### Records
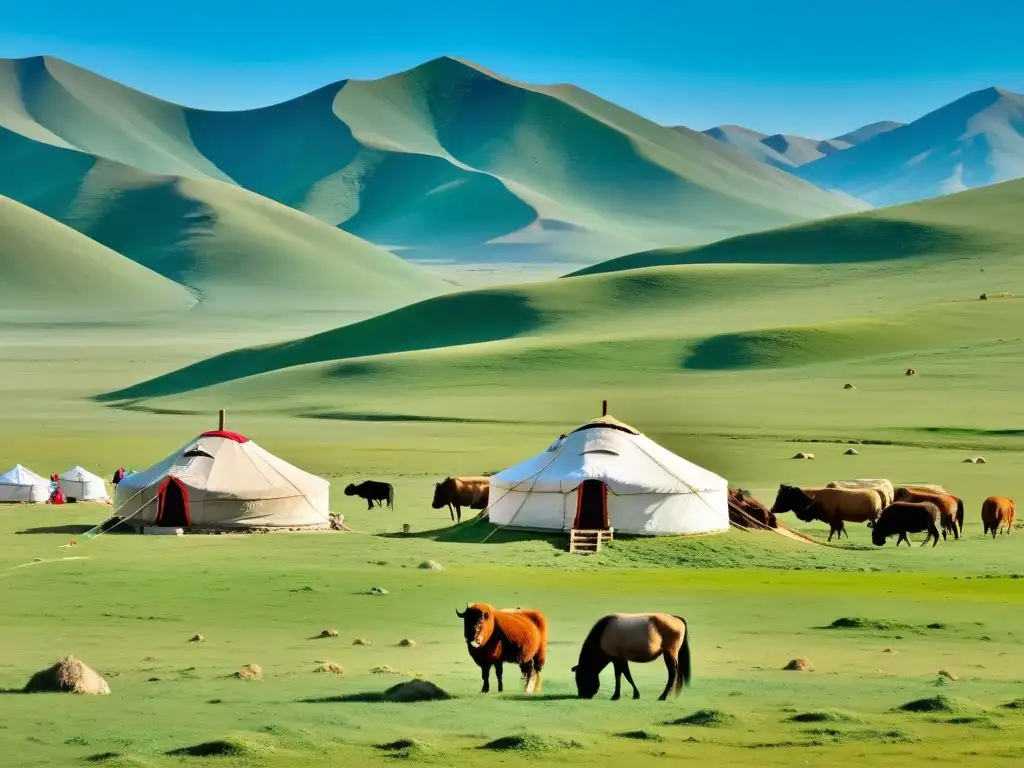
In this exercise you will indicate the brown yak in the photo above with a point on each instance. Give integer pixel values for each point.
(950, 507)
(833, 506)
(461, 492)
(998, 511)
(497, 637)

### Work instruction
Take the listing above and print it exactly, apart from the pictures.

### Result below
In this exercise you will indicate the brown yak in the photo above with a point on each instance. Give integer pixel values for each point.
(950, 507)
(833, 506)
(461, 492)
(998, 511)
(497, 637)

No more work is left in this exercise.